Return all lines below containing the word "segment".

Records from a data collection
====

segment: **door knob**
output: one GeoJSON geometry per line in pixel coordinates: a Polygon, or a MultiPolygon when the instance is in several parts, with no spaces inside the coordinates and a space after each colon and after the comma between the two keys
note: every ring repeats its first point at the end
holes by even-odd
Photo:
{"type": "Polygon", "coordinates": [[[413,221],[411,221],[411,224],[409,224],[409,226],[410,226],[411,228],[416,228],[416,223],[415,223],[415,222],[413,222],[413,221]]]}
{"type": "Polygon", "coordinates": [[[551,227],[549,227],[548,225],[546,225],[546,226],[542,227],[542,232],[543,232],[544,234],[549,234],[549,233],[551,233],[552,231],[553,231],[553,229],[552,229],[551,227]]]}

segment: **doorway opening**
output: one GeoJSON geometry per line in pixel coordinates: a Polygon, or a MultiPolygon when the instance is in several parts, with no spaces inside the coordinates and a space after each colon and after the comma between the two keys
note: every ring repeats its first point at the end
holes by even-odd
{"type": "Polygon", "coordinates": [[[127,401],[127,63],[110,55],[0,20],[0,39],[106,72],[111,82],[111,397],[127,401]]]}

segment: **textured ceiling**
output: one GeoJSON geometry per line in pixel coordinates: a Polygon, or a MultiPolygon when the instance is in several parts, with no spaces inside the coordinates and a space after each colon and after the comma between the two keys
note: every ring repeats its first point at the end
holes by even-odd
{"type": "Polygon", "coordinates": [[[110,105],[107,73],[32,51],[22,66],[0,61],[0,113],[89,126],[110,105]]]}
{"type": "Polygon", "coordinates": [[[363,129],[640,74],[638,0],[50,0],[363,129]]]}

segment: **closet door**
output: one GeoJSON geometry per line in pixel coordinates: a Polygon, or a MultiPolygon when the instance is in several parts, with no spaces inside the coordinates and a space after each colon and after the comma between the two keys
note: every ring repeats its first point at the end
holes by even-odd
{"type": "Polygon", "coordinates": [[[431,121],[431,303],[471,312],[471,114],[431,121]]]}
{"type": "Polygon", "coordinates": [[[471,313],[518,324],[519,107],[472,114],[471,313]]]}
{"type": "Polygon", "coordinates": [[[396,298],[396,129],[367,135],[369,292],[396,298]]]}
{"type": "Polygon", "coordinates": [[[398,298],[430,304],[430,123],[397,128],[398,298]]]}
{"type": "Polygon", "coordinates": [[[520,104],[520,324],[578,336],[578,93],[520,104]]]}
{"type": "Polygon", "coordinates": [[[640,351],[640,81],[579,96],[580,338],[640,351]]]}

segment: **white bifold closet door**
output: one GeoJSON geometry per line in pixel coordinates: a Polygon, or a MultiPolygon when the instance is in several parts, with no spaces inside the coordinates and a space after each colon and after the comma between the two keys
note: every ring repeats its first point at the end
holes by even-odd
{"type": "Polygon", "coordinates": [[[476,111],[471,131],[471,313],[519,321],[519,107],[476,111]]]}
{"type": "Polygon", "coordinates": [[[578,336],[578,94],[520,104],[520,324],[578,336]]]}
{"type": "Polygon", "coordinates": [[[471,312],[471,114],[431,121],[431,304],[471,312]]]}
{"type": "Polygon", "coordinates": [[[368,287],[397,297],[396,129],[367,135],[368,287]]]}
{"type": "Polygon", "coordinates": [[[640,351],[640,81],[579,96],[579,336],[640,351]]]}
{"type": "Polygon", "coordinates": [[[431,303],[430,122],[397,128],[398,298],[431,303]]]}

====

— Reply —
segment: **door knob**
segment: **doorway opening**
segment: **textured ceiling**
segment: **closet door**
segment: **white bifold closet door**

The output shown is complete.